- Problem description
Reproduce the listing below, beginning at the line that contains "Locate shaved head" and stopping after the line that contains "76,35 -> 97,69". Multiply every bounding-box pixel coordinate in the results by 0.65, round to whole numbers with halves rounded up, and leave every other line unchanged.

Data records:
------
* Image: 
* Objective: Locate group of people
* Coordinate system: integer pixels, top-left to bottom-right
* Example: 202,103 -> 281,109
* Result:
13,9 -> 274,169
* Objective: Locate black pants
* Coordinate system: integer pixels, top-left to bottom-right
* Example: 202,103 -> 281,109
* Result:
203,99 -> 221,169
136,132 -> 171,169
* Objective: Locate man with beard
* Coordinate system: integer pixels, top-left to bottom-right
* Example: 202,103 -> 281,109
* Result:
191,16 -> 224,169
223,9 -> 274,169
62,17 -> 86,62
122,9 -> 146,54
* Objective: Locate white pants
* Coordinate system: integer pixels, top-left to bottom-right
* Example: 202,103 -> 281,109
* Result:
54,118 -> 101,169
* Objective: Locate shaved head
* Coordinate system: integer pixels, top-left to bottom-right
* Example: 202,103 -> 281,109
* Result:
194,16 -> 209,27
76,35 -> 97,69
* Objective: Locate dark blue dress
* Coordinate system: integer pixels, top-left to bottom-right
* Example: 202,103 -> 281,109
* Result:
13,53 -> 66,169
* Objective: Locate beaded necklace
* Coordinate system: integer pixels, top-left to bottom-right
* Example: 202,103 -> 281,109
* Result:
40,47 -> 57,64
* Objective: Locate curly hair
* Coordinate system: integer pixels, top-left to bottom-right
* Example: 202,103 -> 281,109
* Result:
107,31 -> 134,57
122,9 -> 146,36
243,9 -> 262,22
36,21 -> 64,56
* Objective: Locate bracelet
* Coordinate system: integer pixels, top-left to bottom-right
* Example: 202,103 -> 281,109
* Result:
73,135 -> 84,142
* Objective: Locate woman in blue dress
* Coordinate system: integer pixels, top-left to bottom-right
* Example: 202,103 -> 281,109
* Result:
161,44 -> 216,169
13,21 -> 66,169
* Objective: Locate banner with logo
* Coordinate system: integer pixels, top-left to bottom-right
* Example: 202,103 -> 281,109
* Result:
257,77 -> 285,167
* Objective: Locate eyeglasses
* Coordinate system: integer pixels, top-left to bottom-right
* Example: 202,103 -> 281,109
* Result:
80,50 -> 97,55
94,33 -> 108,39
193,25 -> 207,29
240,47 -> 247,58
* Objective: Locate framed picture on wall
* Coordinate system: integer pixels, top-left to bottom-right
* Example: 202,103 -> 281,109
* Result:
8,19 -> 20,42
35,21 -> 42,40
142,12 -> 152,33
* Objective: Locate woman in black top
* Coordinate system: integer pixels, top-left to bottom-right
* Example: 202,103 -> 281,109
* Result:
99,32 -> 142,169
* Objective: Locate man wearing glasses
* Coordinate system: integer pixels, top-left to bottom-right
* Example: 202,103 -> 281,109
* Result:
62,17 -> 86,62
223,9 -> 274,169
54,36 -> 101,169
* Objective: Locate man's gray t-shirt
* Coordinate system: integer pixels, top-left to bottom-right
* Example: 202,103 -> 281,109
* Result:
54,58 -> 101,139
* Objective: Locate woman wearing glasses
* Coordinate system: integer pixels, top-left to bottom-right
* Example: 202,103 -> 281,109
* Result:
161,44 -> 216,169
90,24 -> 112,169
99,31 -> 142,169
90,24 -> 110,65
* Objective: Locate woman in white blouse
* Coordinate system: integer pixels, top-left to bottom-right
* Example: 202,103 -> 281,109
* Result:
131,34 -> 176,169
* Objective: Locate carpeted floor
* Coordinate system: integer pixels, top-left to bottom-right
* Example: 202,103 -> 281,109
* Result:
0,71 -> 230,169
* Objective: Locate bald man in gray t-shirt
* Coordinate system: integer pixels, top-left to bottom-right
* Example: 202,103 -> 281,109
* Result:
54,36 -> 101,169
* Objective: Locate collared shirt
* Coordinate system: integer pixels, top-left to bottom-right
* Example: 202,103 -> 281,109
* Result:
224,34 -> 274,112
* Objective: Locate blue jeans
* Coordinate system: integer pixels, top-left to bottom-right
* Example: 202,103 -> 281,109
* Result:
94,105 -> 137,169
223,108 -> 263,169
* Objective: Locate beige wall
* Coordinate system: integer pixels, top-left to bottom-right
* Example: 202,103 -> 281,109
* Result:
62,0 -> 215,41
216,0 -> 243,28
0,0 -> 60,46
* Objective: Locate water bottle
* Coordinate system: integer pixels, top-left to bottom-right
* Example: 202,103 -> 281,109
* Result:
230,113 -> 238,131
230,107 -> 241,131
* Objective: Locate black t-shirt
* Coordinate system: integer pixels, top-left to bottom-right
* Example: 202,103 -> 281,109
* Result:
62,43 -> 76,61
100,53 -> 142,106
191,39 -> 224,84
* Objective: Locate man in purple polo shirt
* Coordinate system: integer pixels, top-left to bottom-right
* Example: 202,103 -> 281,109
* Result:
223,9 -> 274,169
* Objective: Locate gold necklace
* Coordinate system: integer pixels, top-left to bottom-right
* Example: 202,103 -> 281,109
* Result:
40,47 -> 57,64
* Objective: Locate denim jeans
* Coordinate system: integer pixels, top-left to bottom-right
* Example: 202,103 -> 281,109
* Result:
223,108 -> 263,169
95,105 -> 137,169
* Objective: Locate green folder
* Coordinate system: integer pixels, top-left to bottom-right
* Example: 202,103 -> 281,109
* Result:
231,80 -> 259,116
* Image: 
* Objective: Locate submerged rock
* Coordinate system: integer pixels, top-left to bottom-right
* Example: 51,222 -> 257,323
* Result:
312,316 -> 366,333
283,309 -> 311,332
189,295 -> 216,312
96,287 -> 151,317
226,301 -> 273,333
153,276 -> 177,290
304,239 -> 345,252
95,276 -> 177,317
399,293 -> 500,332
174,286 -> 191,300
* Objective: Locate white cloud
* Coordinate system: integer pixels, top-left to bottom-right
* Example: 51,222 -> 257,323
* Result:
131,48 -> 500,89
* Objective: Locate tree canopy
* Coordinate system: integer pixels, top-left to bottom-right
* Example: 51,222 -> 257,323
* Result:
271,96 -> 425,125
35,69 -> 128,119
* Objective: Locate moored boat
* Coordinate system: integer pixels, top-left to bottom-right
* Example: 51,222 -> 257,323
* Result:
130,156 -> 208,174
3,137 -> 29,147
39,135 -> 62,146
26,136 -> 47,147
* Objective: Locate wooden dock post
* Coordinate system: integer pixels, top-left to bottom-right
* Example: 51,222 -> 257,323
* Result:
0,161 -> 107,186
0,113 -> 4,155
------
- Solution to this problem
* Objective: Locate shaved head
* Coordinate system: integer pixels, top-left to bottom-right
* Example: 202,103 -> 281,109
* Result:
126,10 -> 136,18
49,23 -> 63,45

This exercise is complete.